How to iterate thru 10million plus records

  • Hi,

    I am trying to loop thru a current dataset of 10million+ records.

    I receive XML data in a text file. One column with 10million rows. I am then stripping out the tags to obtain the columns and values. I will then be pivotting this information. The only snag is when i import this info it obviously needs to groupd certain records together ie tags between <album> and </ablum> is associated with 1 record. I have scripted a cursor with will loop throug the info to obtain the first <ablum> and insert that info into a secondary table with the ID, ColumnName, and Value. It will then get the next record and will have to associate the same ID to the next record but with the new columnName and Value and so forth. Till it reaches the next <ablum> it will set ID + 1 and perform the same loop.

    What is the best way to handle a process like this. Currently its run 2hrs30mins+ and i have stopped the query.

    Please help?

▶ _Given problem 1_: Translate this sentence from the post about looping through 10 million records into Spanish: "I receive XML data in a text file."
▶ _Given problem 2_: Carry on the forum post about looping through 10 million records, starting after its last line.

▶ _Data listing_:
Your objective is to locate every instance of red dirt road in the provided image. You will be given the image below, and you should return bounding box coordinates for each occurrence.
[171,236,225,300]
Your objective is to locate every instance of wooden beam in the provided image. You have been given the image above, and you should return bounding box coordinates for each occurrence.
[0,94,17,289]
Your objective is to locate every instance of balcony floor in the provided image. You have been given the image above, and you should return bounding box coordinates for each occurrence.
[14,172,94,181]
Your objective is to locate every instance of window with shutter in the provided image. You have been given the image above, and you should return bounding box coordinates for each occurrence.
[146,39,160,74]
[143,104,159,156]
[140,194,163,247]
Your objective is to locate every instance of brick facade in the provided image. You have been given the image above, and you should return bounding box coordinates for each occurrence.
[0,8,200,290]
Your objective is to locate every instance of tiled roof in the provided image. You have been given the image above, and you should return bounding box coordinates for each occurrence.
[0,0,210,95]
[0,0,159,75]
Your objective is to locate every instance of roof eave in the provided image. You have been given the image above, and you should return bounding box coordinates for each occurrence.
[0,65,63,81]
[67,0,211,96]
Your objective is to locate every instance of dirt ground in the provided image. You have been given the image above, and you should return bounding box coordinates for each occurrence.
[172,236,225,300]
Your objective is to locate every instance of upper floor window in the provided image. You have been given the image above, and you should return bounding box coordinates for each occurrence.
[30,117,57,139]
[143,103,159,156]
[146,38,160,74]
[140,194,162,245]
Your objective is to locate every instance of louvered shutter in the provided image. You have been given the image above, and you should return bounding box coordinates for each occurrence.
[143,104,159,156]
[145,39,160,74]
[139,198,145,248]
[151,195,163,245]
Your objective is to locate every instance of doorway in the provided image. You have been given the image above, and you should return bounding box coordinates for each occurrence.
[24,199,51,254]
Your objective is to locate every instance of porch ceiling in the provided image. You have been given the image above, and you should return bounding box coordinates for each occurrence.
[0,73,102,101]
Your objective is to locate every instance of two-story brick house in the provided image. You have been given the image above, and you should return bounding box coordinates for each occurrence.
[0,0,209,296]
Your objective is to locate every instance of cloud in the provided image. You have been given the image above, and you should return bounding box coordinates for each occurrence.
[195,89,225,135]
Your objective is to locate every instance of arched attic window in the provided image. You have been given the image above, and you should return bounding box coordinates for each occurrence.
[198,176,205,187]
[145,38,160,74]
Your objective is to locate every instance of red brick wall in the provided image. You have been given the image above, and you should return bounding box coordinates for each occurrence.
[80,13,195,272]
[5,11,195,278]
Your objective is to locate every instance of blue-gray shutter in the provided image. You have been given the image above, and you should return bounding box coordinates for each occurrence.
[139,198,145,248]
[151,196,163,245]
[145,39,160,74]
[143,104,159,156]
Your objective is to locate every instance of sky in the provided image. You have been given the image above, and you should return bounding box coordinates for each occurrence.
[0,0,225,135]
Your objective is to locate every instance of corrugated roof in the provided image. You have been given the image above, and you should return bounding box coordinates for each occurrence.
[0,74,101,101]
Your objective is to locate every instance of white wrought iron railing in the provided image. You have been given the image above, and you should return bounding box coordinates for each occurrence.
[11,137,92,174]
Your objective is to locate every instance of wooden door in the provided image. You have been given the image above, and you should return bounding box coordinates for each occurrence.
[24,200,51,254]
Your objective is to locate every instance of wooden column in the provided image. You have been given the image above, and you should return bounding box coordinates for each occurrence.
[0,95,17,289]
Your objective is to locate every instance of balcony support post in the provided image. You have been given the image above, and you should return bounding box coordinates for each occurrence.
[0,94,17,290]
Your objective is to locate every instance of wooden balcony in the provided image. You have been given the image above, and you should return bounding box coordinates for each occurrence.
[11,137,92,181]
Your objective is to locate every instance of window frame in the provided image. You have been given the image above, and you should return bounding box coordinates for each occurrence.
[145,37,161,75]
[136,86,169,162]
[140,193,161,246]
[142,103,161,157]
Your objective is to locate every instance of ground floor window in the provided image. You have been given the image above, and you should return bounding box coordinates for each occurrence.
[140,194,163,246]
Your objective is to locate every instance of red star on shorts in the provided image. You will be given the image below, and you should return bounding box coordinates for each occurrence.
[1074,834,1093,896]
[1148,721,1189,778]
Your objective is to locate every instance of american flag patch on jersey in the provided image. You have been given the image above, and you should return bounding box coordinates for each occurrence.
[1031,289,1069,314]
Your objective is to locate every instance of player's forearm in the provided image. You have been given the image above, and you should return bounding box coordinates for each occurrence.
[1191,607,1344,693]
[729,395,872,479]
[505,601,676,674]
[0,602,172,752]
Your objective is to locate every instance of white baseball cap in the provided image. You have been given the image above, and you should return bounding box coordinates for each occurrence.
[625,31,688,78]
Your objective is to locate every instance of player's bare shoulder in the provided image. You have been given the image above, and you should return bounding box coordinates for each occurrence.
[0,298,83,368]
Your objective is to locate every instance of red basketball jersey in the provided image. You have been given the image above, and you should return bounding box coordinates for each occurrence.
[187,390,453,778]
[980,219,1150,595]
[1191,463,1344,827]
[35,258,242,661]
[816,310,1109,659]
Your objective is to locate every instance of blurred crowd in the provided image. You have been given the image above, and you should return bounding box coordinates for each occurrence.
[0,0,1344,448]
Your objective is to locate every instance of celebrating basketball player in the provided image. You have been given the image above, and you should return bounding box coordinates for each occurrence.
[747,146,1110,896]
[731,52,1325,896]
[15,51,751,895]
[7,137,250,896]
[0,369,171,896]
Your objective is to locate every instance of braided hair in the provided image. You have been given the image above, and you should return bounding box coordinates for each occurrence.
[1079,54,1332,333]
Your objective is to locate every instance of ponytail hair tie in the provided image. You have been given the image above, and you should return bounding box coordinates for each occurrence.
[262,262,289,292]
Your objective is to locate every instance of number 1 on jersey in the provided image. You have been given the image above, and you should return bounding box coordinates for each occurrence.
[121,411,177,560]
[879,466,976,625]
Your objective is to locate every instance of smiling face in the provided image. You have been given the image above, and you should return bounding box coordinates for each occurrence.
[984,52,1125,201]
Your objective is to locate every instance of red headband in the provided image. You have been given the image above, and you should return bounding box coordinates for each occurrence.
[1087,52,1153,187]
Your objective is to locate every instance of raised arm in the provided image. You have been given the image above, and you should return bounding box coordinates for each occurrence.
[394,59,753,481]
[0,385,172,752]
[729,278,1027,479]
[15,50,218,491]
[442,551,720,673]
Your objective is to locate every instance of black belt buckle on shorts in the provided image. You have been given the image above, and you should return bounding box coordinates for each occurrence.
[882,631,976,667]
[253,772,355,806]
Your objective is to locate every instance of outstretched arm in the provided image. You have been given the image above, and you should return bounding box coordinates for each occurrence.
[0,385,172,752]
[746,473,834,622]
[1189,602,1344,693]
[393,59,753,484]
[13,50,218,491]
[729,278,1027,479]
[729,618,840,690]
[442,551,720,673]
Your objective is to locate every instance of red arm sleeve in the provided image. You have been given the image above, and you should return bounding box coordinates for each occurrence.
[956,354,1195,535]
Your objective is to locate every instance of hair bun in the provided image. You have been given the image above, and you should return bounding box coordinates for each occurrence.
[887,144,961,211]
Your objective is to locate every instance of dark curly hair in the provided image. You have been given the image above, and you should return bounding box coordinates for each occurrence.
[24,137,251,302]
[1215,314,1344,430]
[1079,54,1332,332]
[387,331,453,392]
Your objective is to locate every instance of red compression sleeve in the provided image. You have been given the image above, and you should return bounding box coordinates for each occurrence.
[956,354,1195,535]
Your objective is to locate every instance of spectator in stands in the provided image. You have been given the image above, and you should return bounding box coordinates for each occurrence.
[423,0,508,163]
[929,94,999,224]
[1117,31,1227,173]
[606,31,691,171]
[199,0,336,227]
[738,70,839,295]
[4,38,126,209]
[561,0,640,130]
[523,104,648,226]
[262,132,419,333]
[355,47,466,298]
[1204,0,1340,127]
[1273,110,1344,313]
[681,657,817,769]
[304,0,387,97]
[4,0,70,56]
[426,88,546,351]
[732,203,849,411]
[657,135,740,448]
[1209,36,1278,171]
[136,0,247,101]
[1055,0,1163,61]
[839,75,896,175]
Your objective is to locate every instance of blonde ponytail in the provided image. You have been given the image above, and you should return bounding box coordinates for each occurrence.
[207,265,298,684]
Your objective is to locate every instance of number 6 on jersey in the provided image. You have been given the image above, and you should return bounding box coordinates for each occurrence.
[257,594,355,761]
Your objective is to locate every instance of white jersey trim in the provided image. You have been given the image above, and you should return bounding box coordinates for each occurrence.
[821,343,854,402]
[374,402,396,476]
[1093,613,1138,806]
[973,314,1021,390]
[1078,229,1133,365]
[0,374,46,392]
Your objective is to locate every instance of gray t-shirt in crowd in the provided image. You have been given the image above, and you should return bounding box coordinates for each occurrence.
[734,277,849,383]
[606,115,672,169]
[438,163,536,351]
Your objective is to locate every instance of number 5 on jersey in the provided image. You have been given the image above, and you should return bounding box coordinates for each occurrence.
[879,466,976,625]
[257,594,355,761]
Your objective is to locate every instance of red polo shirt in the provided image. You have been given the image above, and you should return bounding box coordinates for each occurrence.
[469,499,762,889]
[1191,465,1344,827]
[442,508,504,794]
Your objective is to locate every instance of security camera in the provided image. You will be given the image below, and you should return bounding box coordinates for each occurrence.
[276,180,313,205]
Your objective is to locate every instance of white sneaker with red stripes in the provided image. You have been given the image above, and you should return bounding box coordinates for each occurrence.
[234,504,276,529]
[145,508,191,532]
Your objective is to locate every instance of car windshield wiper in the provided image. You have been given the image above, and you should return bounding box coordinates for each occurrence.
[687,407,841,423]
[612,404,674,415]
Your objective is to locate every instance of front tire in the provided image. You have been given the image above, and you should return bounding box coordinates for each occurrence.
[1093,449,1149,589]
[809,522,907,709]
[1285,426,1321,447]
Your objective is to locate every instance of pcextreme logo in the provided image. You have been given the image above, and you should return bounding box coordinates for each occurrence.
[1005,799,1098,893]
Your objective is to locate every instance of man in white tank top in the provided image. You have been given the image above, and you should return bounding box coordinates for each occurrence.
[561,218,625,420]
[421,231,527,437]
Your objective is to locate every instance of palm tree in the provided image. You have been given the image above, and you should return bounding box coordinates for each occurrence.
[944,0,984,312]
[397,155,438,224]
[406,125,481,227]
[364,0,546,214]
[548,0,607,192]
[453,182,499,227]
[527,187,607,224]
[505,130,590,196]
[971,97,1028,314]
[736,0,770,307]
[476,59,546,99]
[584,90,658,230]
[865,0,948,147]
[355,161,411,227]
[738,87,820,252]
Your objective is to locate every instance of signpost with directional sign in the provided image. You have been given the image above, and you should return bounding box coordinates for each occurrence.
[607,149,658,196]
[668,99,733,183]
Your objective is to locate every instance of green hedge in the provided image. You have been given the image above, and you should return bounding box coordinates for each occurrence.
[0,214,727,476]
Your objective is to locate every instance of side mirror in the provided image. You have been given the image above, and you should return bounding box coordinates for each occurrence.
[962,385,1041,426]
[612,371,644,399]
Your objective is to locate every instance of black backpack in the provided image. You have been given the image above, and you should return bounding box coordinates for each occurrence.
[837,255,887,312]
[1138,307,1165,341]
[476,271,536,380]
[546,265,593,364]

▶ _Exercise answer 1_: Recibo datos XML en un archivo de texto.

▶ _Exercise answer 2_:
  • Please post table definitions, sample data and desired output. Read this to see the best way to post this to get quick responses.

    http://www.sqlservercentral.com/articles/Best+Practices/61537/

    Gail Shaw
    Microsoft Certified Master: SQL Server, MVP, M.Sc (Comp Sci)
    SQL In The Wild: Discussions on DB performance with occasional diversions into recoverability

    We walk in the dark places no others will enter
    We stand on the bridge and no one may pass
  • Hi,

    These are the two tables being used:

    --This one holds the inital imported data

    CREATE TABLE

    [dbo].[XMLLoading]

    (

    [ID] [int] IDENTITY(1,1) NOT NULL,

    [ColumnSource] [varchar](8000) NULL

    )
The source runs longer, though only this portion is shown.